■ What the task asks ■
Reproduce every line of the data from the line containing "search: car window" through the end, inclusive. Shift each coordinate in the answers up by 69, and leave all other lines unchanged.

Bounding-box data:

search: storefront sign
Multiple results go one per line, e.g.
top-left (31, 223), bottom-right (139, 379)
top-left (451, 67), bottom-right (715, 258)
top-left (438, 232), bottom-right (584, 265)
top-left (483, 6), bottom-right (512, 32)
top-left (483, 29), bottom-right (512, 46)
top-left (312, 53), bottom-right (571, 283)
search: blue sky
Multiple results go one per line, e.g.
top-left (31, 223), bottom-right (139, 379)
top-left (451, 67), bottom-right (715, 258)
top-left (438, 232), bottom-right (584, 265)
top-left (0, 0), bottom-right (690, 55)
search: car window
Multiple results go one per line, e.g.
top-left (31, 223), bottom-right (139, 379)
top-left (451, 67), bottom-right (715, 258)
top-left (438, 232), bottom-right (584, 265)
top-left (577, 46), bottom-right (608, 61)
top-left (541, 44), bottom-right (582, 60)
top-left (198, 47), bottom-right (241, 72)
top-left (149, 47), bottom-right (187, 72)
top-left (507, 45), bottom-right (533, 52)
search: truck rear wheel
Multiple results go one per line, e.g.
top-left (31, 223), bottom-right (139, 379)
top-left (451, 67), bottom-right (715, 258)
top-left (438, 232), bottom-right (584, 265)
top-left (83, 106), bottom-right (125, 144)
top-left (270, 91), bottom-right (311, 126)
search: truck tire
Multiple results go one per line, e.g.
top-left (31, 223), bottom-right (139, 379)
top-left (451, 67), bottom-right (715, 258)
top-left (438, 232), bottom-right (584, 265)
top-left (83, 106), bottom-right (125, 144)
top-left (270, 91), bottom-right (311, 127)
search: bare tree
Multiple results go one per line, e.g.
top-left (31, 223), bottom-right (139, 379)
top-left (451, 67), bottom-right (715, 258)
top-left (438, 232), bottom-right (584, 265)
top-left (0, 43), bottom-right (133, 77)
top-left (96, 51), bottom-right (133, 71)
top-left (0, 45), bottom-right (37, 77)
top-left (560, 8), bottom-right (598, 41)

■ Task answer ■
search: car window
Multiple results go one per line, e.g.
top-left (31, 223), bottom-right (139, 379)
top-left (451, 67), bottom-right (715, 258)
top-left (438, 232), bottom-right (584, 265)
top-left (646, 115), bottom-right (677, 130)
top-left (610, 113), bottom-right (651, 129)
top-left (267, 116), bottom-right (310, 141)
top-left (218, 116), bottom-right (256, 141)
top-left (576, 114), bottom-right (602, 121)
search: truck rear wheel
Multiple results go one per line, e.g.
top-left (31, 223), bottom-right (139, 379)
top-left (451, 67), bottom-right (715, 258)
top-left (438, 232), bottom-right (584, 265)
top-left (152, 175), bottom-right (194, 213)
top-left (339, 160), bottom-right (380, 195)
search: truck tire
Multiple results go one per line, e.g.
top-left (31, 223), bottom-right (139, 379)
top-left (451, 67), bottom-right (715, 258)
top-left (438, 232), bottom-right (584, 265)
top-left (152, 175), bottom-right (194, 213)
top-left (339, 160), bottom-right (380, 196)
search: bare tree
Multiple results go one per line, e.g.
top-left (31, 223), bottom-right (139, 379)
top-left (451, 67), bottom-right (715, 258)
top-left (438, 232), bottom-right (584, 265)
top-left (69, 112), bottom-right (202, 146)
top-left (165, 120), bottom-right (202, 140)
top-left (69, 114), bottom-right (106, 146)
top-left (629, 77), bottom-right (667, 110)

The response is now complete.